Having found the line that contains "Spot the calm", please retype only it and every line after it up to the end of the entries, exactly as written.
#### EXTRACTED DATA ####
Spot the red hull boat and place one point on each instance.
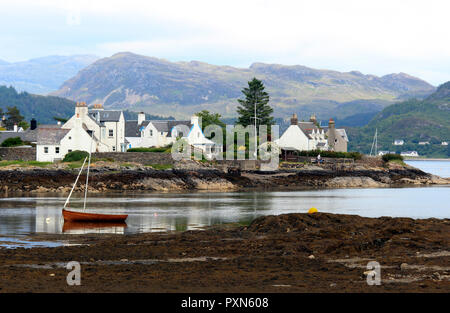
(71, 216)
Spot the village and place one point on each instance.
(96, 129)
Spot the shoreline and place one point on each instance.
(296, 252)
(106, 177)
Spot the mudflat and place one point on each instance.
(286, 253)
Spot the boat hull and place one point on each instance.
(72, 216)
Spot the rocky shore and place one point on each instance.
(317, 252)
(106, 176)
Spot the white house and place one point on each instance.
(95, 130)
(309, 136)
(108, 126)
(142, 133)
(54, 142)
(409, 153)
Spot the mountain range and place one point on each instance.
(413, 121)
(42, 75)
(130, 81)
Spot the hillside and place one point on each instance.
(127, 80)
(42, 108)
(413, 121)
(42, 75)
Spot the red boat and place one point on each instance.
(72, 216)
(88, 226)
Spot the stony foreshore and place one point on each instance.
(106, 177)
(287, 253)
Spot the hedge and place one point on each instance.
(391, 156)
(76, 155)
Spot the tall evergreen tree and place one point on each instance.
(254, 95)
(13, 117)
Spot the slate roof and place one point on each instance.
(132, 129)
(105, 115)
(50, 135)
(308, 127)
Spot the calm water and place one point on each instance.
(441, 168)
(150, 212)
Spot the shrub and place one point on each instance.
(76, 155)
(12, 142)
(331, 154)
(391, 157)
(153, 149)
####
■ ANSWER ■
Spot the calm water and place one point on each instance.
(441, 168)
(150, 212)
Spot the shrub and place one point on each instance.
(76, 155)
(12, 142)
(331, 154)
(391, 157)
(153, 149)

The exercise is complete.